## What to produce
Transcribe the whole listing without a single picture.

(Image object location entries)
::::

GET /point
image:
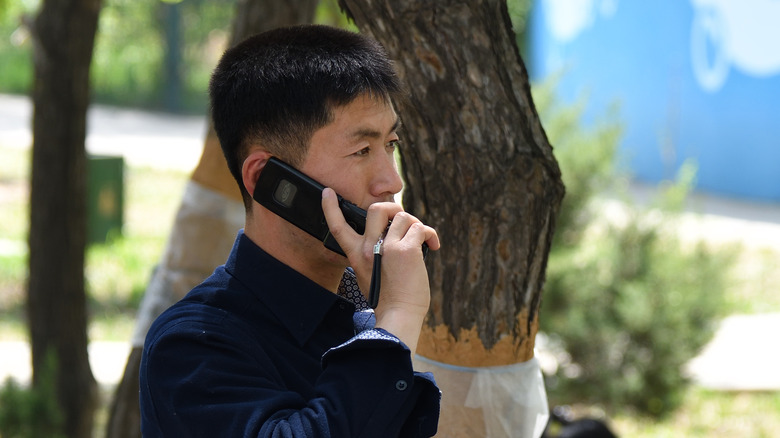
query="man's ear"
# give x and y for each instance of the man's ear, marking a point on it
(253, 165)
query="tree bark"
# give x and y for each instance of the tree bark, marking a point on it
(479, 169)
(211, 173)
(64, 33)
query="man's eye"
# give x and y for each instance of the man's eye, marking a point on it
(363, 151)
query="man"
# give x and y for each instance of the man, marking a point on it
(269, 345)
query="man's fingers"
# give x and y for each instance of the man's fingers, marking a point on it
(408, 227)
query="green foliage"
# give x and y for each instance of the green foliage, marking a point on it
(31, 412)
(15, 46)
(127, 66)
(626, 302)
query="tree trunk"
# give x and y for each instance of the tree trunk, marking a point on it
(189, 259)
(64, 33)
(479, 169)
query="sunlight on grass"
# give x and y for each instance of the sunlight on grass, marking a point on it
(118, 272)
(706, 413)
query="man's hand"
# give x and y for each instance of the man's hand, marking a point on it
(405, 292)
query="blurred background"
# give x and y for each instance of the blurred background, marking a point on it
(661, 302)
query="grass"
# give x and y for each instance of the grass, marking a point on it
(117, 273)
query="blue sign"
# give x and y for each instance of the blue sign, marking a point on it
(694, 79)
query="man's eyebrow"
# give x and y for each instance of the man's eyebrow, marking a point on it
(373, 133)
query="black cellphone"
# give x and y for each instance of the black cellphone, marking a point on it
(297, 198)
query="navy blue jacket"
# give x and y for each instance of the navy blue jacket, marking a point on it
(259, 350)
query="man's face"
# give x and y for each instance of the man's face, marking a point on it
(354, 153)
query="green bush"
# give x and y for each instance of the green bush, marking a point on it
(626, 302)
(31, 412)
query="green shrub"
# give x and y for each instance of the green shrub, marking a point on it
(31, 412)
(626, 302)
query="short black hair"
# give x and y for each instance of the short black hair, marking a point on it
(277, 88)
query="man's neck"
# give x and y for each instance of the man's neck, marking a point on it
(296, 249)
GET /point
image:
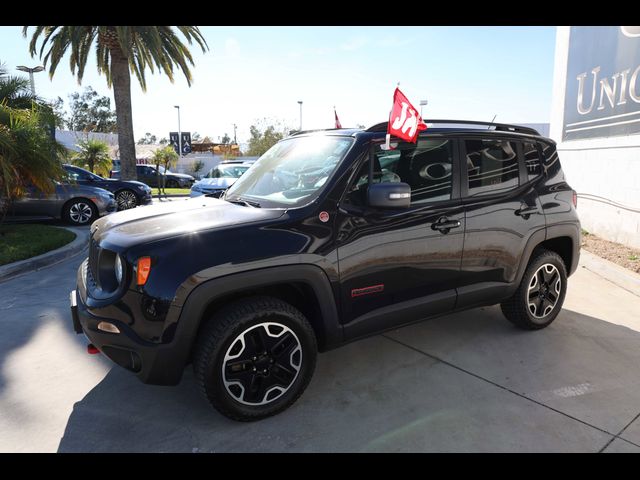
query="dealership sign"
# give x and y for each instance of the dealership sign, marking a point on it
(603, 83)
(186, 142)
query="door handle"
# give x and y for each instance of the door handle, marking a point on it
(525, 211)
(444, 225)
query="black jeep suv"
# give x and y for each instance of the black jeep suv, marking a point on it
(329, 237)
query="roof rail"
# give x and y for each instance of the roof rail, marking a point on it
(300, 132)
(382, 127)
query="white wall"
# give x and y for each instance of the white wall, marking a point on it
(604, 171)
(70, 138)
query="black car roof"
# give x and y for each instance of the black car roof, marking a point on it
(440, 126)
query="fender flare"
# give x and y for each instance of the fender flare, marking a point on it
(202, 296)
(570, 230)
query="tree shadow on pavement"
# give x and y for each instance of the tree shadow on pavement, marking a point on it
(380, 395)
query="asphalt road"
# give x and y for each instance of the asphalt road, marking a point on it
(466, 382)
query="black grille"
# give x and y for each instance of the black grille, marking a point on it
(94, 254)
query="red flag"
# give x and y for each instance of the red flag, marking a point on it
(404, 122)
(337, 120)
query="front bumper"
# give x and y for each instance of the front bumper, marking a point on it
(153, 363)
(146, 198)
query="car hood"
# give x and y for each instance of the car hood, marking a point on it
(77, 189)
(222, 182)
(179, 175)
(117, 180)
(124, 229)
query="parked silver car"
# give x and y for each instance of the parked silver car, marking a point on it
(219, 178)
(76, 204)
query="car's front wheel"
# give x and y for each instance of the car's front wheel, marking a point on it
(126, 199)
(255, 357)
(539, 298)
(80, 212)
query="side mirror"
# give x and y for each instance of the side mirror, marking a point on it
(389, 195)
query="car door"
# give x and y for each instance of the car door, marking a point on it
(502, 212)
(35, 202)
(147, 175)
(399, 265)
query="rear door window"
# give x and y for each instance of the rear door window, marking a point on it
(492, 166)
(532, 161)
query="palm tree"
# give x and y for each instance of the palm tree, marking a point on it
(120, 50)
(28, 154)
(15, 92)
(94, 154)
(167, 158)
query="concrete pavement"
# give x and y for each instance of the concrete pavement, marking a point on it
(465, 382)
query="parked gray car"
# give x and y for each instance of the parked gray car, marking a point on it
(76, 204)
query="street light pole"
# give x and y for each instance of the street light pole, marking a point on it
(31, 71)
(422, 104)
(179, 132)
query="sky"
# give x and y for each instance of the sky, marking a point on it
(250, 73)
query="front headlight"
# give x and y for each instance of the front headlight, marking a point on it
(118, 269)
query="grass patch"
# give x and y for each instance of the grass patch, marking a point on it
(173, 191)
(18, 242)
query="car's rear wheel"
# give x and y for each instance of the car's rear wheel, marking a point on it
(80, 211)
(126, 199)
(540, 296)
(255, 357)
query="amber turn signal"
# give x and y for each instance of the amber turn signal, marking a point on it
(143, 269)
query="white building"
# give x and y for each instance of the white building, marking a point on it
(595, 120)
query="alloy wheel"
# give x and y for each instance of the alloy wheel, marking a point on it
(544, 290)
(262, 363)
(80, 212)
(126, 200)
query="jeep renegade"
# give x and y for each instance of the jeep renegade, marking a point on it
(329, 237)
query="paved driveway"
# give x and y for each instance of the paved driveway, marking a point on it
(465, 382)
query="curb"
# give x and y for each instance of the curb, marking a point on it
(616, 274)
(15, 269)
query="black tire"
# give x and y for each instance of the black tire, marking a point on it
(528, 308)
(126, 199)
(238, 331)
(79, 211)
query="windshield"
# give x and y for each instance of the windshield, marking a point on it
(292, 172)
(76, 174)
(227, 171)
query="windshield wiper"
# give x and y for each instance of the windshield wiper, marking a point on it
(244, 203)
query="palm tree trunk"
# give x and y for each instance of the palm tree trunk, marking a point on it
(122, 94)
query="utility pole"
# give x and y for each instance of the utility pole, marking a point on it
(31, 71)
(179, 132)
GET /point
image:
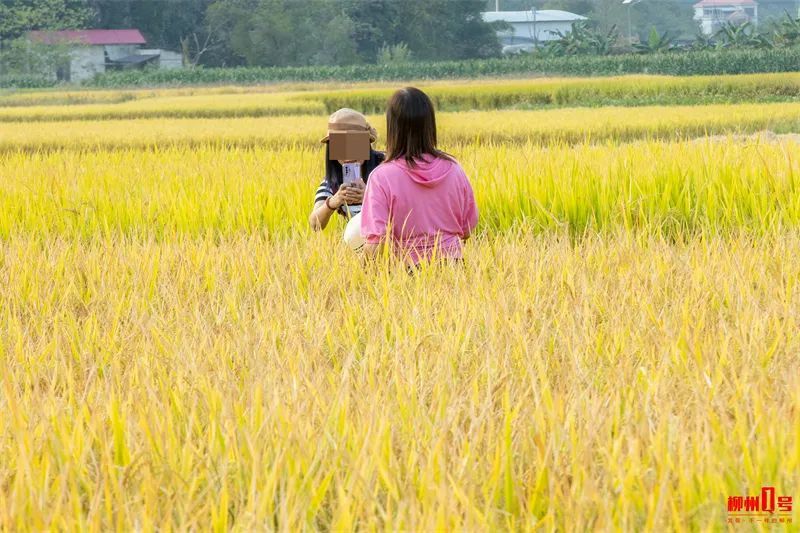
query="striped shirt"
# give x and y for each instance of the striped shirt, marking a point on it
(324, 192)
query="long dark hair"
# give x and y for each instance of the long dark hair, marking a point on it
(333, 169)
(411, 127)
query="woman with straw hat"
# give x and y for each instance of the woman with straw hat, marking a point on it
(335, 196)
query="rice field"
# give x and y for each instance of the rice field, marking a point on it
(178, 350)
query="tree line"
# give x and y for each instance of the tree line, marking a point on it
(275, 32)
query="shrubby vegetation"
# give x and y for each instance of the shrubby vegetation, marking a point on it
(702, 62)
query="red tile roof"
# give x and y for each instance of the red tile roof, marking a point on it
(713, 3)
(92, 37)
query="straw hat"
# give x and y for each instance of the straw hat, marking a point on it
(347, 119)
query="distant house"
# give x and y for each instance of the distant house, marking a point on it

::::

## Task solution
GET /point
image:
query="man's ear"
# give x and y for each instance of the man's ear, marking a point on it
(253, 165)
query="tree bark"
# give x and y for each instance of the tree bark, marking a point on it
(479, 169)
(211, 173)
(64, 33)
query="man's eye"
# give x and y for each instance of the man's eye, marking a point on it
(363, 151)
query="man"
# give x and y for each instance of the man, marking a point on it
(269, 345)
query="man's fingers"
# give x and y for each instance of the man's fingers, marking a point on it
(408, 227)
query="green foliage"
# give x and y for each instance of the green foliage, marking a point on it
(31, 412)
(15, 46)
(127, 66)
(626, 302)
query="tree trunk"
# give x and y for each instance of the tree trunk, marking a point on it
(189, 259)
(64, 33)
(479, 169)
query="sunlight on grass"
# give x and y for each instance of the sunlight on grass, marking a point on it
(118, 272)
(706, 413)
query="man's hand"
# give x and y for each instance of the man's hand, marking a point on it
(405, 292)
query="blurred background"
# give x and y for each instance of the blurred background, marking a point on it
(661, 302)
query="grass"
# give x and y for each instance of the grass, marking a point on it
(117, 273)
query="blue sign"
# give x and y for each instance of the blue sign, marking a point on it
(694, 79)
query="man's eyebrow"
# give x and y for each instance of the man's eyebrow, marking a point on it
(373, 133)
query="black cellphone"
# give x and y for each instance of the black cellphone, marking a point on it
(297, 198)
query="navy blue jacket"
# give x and y for each instance of the navy blue jacket, marking a point on it
(259, 350)
query="man's face"
# give x and y for each instance of the man's face, marking a point on it
(354, 153)
query="green bush"
# give x and y for each instance of the green bush, marking a point on it
(626, 302)
(31, 412)
query="green shrub"
# give x and y for each instance of the green shrub, marking a point on it
(31, 412)
(626, 302)
query="short black hair"
# give x and y for each instance of the short black hair, marking a point on it
(277, 88)
query="man's neck"
# give x and y for each instance of the man's neck, marking a point on it
(296, 249)
GET /point
image:
query="dealership sign"
# give x and y for each instance of the dealership sign, marking a point on it
(603, 83)
(186, 142)
query="door handle"
# give x and y for each instance of the door handle, marking a point on it
(525, 211)
(444, 225)
query="black jeep suv"
# give x and y for each instance of the black jeep suv, marking a point on it
(329, 237)
query="roof rail"
# give x and y for each instance of the roof rail, marking a point on it
(300, 132)
(382, 127)
query="white wall"
# give x and y for each instance of the white wall, marking a point on it
(604, 171)
(70, 138)
query="black car roof"
# give x and y for each instance of the black car roof, marking a point on it
(440, 126)
query="fender flare"
# give x and y for each instance of the fender flare, marking a point on it
(202, 296)
(570, 230)
query="tree shadow on pavement"
# give x and y for each instance of the tree shadow on pavement, marking a point on it
(380, 395)
query="asphalt road"
# give x and y for each instance of the asphalt road, marking a point on it
(466, 382)
query="black grille"
# give x and y for each instance of the black grille, marking a point on it
(94, 254)
query="red flag"
# give x and y for each instance of the red flag, marking a point on it
(404, 122)
(337, 120)
query="front bumper"
# give x and y for each instance of the front bumper, marking a point on it
(153, 363)
(146, 198)
query="car hood"
# give x and y for each instance of the car hood, marking a point on it
(77, 189)
(222, 182)
(179, 175)
(117, 180)
(124, 229)
query="parked silver car"
# give x and y for each instance of the parked silver car, marking a point on it
(219, 178)
(76, 204)
query="car's front wheel"
# give x and y for each instance of the car's front wheel, marking a point on it
(126, 199)
(255, 357)
(539, 298)
(80, 212)
query="side mirror"
# give x and y for each instance of the side mirror, marking a point on it
(389, 195)
query="car door"
# give x and y for each instance of the car door, marking a point on it
(502, 212)
(35, 202)
(147, 175)
(399, 265)
query="rear door window"
# give x and y for each instance of the rear door window, marking a point on it
(492, 166)
(532, 161)
query="palm tree"
# give x and y for each instance of the palm tree, marking a point on it
(120, 50)
(28, 154)
(15, 92)
(94, 154)
(167, 158)
query="concrete pavement"
# give x and y for each instance of the concrete pavement, marking a point on it
(465, 382)
query="parked gray car"
# give x and y for each instance of the parked gray car, marking a point on it
(76, 204)
query="street light pole"
# give x and y for each instance of the street light pole, marking a point on it
(31, 71)
(422, 104)
(179, 132)
query="sky"
# give x and y for each instance of the sky, marking a point on it
(250, 73)
query="front headlight"
# give x and y for each instance of the front headlight, marking a point on it
(118, 269)
query="grass patch"
# give x and y for each instance of the grass patch, marking a point on it
(173, 191)
(18, 242)
query="car's rear wheel"
# give x and y for each instance of the car's rear wheel, marking a point on it
(80, 211)
(126, 199)
(540, 296)
(255, 357)
query="amber turn signal"
# give x and y for each instance of the amber turn signal, marking a point on it
(143, 269)
query="white building"
# give x and y for each instance of the white building, marking a point on it
(595, 120)
query="alloy wheel"
# give x and y for each instance of the alloy wheel, marking a point on it
(544, 290)
(262, 363)
(80, 212)
(126, 200)
query="jeep renegade"
# give x and y for each instance of the jeep renegade, marking a point on it
(329, 237)
query="paved driveway"
# give x and y for each instance of the paved driveway, marking a point on it
(465, 382)
query="curb"
# give x and y for each instance of the curb, marking a point on it
(616, 274)
(15, 269)
query="black tire"
# give x and y for each instance of the black tire, marking a point on it
(528, 308)
(126, 199)
(238, 331)
(79, 211)
query="windshield"
# give x and y for each instance of the windshield, marking a point on it
(292, 172)
(76, 174)
(227, 171)
query="windshield wiper"
# give x and y for each instance of the windshield wiper, marking a point on it
(244, 203)
query="palm tree trunk"
# give x and y for each instance of the palm tree trunk, marking a point on it
(122, 94)
query="utility pole"
# give x and y for each instance of the utility pole, marking a point on it
(31, 71)
(179, 132)
GET /point
image:
query="striped shirt"
# give x and y for each instance of the striped shirt, marking a point on it
(324, 192)
query="long dark hair"
# give x and y for each instance of the long dark hair, marking a point on it
(333, 169)
(411, 127)
query="woman with straw hat"
# give x and y for each instance of the woman with straw hat, marking a point on it
(335, 196)
query="rice field"
# give x and y for each instance of the rice field, marking a point on it
(178, 350)
query="tree line"
# give x and y for each instance of the tree line, marking a point on it
(275, 32)
query="shrubby vegetation"
# give x and y for each instance of the shrubby vegetation, marking a point on it
(702, 62)
query="red tile roof"
# give x and y for each instance of the red tile roof, marking a point on it
(713, 3)
(92, 37)
query="straw hat"
# give x and y for each instance of the straw hat, marking a point on it
(347, 119)
query="distant house"
# give x and y for each instance of the distant house, marking a point on it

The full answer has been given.